This system operates on a tier system with offenders remaining on the register for eight years, 15 years or the remainder of their lives, depending on the severity of their crimes. Some states created registers noting the name, date of birth, address, employment, motor car registration and intended travel arrangements, were created later to feed into this federal system and help law enforcement track offenders who move around the country. Offenders were compelled to register and some to report frequently to police.
But there was no appetite for a register open to the public because, as then Federal Minister for Justice and Customs, Senator Chris Ellison said in 2002 “in other countries public disclosure has led to attacks against offenders or innocent people being mistaken for offenders.”
This year, the Liberal-National Party government of Western Australia broke ranks and went its own way with legislation to establish its three-tiered register, open to the public – with restrictions.
The first tier is for sex offenders who have gone underground and failed to comply with their reporting requirements. They’ll have their name and aliases, photograph, date of birth, and physical descriptions on open display.
Between 40 and 50 repeat child sex offenders or those deemed dangerous will be listed in the second tier and any member of the public living in the locality of the sex offender are able to make application for a photograph.
#####
■ TO-DO LIST
[1] Copy the sex offender register passage starting at "The first tier" and ending at "for a photograph.", substituting "picture" for every "photograph".
[2] Write the next few sentences of the sex offender register passage, picking up after its final sentence.

■ RECORDED DATA
#####
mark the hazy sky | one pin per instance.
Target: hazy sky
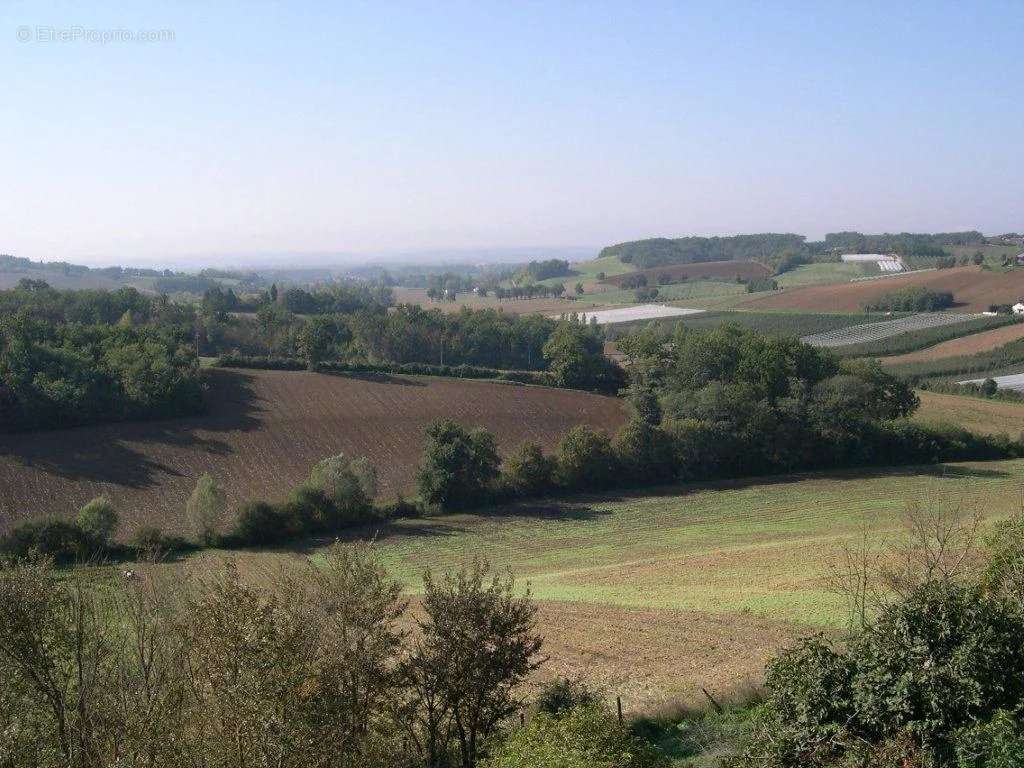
#####
■ TASK-BY-TASK RESULTS
[1]
The first tier is for sex offenders who have gone underground and failed to comply with their reporting requirements. They’ll have their name and aliases, picture, date of birth, and physical descriptions on open display.
Between 40 and 50 repeat child sex offenders or those deemed dangerous will be listed in the second tier and any member of the public living in the locality of the sex offender are able to make application for a picture.

[2]
In the third tier, a parent or guardian can ask the WA Police whether a person who has regular contact with their child is one of the 2,727 reportable offenders in Western Australia.
Whilst it’s an offence under the new laws to make a false application for information and the WA government is warning against vigilante action , the public record isn’t a proud one.
Think back to the case of Dennis Ferguson, sentenced in 1988 to 14 years in jail for kidnapping and sexually abusing three children in Queensland.
The sentencing judge said there was zero chance Ferguson could be rehabilitated. Soon after he was released from prison, he was found wandering around Parramatta Public School and was re-arrested for breaching his parole conditions. When he next walked free, Ferguson was run out of 4 suburbs – Bundaberg, Toowoomba and Murgon in Queensland and Ryde in Sydney.
The last occasion, in 2009, turned very nasty with groups of young, angry men pounding the streets around Ferguson’s housing commission apartment and a Molotov cocktail found nearby.
In 2010, police sought but failed to obtain an order banning Ferguson from public pools and parks after he’d been spotted at a Sydney CBD pool, frequented by children. Recently a newspaper reporter spotted the now 63 year old selling biscuits in an RSPCA charity drive.
Ferguson might not be in jail. But he is definitely not a free man.